Part of a data file
▼▼▼

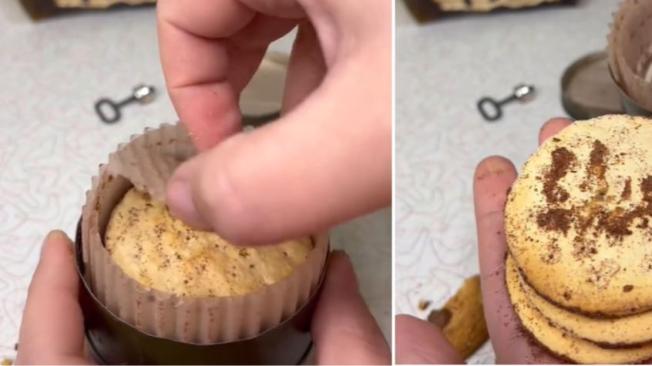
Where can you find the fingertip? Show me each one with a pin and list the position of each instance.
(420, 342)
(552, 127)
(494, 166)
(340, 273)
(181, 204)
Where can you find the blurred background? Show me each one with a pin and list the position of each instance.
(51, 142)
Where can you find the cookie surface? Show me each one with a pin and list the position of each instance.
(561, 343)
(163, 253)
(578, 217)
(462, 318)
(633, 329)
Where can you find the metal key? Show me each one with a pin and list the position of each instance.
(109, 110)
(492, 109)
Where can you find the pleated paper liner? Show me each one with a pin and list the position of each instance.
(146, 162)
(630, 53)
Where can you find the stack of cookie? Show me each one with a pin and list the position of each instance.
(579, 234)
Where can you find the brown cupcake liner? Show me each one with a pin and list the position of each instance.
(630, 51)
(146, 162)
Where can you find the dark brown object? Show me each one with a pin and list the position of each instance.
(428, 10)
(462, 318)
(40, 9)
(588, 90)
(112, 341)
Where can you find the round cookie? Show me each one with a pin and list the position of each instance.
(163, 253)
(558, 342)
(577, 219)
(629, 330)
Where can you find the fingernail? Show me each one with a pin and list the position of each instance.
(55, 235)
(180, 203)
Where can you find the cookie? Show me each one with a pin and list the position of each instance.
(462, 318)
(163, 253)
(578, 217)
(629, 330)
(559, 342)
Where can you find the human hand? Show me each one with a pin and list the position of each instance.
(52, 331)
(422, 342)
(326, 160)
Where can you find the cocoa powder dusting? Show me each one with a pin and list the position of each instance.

▲▲▲

Render the lines of the entries as a JSON list of strings, one string per line with blank lines omitted, starting at the line containing "Where can you find the dark" and ending at the final line of the entries.

> [RESPONSE BELOW]:
[
  "Where can you find the dark brown object? Show me each one with a pin and list the position of each instance.",
  "(428, 10)",
  "(462, 318)",
  "(40, 9)",
  "(588, 90)",
  "(112, 341)",
  "Where can you find the round cookie? Show me each one with a pin and list the position of each instance.",
  "(163, 253)",
  "(558, 342)",
  "(577, 219)",
  "(629, 330)",
  "Where can you find the fingernail? Show me each one with a pin and list the position of each instance.",
  "(55, 235)",
  "(180, 203)",
  "Where can you find the cookie? Show me each one with a pin and list the position of each instance.",
  "(462, 318)",
  "(163, 253)",
  "(578, 217)",
  "(629, 330)",
  "(559, 342)",
  "Where can you find the human hand? Show me each one with a pin and list the position of each instance.",
  "(52, 331)",
  "(422, 342)",
  "(326, 160)",
  "Where can you find the cocoa powder dusting? Show me each one with a pin and list the position of each instance."
]